◆ What the exercise asks
Below are some records; output exactly the lines from the line with "Locate every instance of the church tower" to the line with "Locate every instance of the green tree", both ends kept, and nothing more.
☆ ☆ ☆ ☆ ☆
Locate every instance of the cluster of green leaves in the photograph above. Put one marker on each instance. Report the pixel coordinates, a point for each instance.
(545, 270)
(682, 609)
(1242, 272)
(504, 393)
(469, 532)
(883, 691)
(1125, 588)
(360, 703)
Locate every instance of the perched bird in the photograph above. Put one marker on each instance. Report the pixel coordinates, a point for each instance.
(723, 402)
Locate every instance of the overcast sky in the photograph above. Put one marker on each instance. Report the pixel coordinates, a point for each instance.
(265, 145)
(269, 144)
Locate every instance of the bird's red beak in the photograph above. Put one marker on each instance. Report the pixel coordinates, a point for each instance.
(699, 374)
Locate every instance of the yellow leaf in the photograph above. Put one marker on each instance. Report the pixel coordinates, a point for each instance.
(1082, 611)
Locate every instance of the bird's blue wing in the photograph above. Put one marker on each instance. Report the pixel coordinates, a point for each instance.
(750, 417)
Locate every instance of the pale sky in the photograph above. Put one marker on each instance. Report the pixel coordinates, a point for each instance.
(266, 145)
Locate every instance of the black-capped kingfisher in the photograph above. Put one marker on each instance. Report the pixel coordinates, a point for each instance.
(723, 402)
☆ ☆ ☆ ☆ ☆
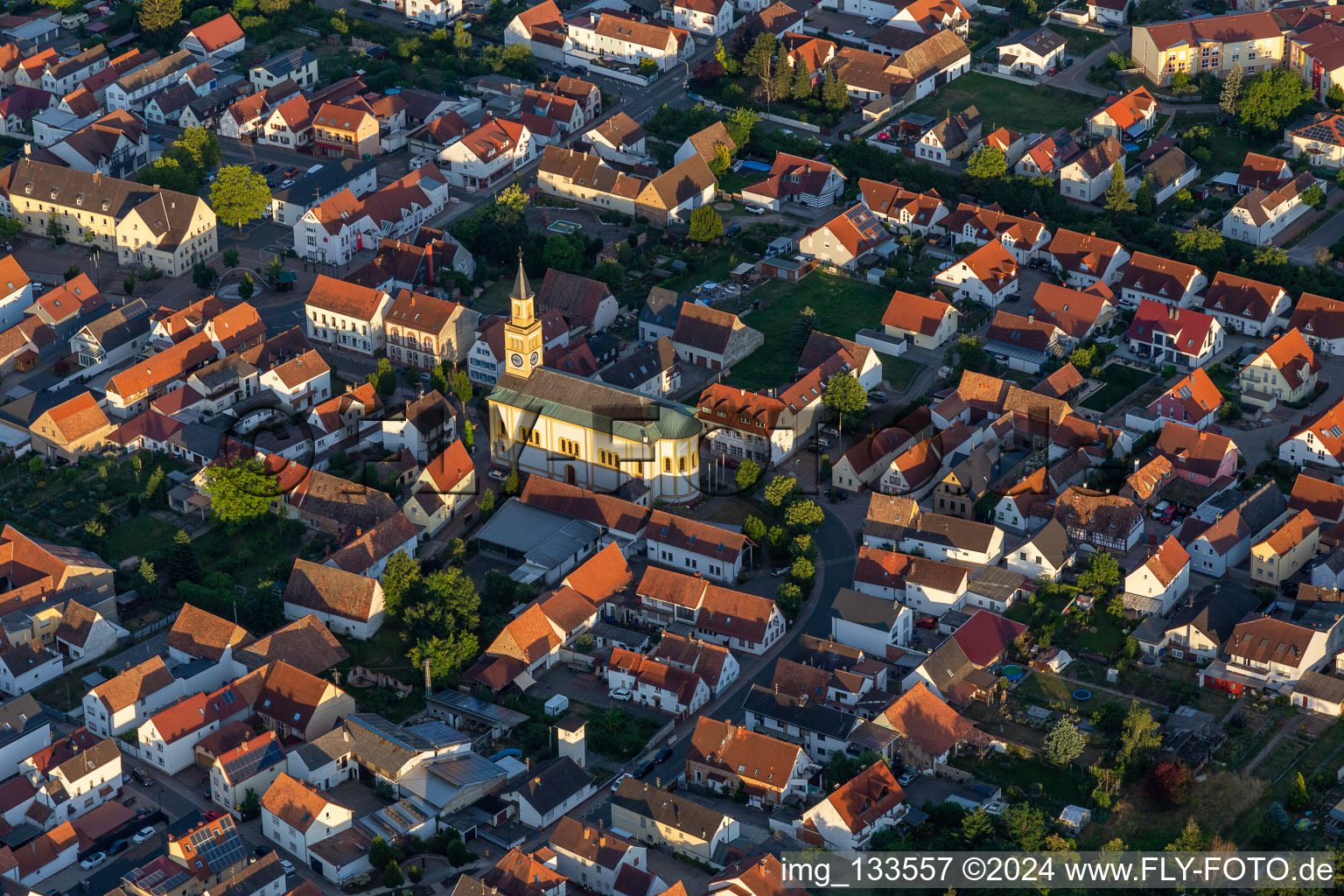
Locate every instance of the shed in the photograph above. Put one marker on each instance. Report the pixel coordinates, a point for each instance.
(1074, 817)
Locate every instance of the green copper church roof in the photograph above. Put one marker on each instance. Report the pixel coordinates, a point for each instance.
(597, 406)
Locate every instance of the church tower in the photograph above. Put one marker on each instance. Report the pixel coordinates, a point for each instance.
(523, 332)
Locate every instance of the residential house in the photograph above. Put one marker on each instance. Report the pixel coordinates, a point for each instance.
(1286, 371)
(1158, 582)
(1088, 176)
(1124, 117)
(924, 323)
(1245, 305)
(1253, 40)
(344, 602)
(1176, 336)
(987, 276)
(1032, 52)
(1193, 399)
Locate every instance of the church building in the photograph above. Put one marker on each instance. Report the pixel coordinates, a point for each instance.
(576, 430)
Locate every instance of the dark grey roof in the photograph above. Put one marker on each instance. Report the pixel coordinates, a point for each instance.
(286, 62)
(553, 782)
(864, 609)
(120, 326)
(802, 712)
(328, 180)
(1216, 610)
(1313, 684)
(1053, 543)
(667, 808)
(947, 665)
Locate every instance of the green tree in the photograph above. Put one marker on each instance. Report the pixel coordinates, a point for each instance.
☆ ☆ ☆ ☆ ☆
◆ Solved problem
Locate every instance of the church tower in the photograph above. Put one marker on each instance. Report the pixel coordinates, a point for each instance.
(523, 332)
Locate every instance of the residential house in the photograph above. Put one marker on each instance. Report the pixel coordinates, a point for each instance.
(1286, 371)
(1158, 582)
(1088, 176)
(1124, 117)
(924, 323)
(1245, 305)
(1253, 40)
(344, 602)
(1176, 336)
(987, 276)
(1032, 52)
(1193, 399)
Locate every instance of the church building in the photograph above. Put one marker on each instance. Report the pixel coordinates, a point for each instance.
(576, 430)
Locate every instance of the dark grey roof in the photograph above. Put one marker on each instance. Report the pixel coordinates, a point for each instance.
(286, 62)
(553, 782)
(864, 609)
(120, 326)
(802, 712)
(328, 180)
(1216, 610)
(1313, 684)
(1053, 543)
(667, 808)
(947, 665)
Locate every instance of the green tree in the photograph above. Put one marker on each instance. Report the pixel coordinates, a point for each instance.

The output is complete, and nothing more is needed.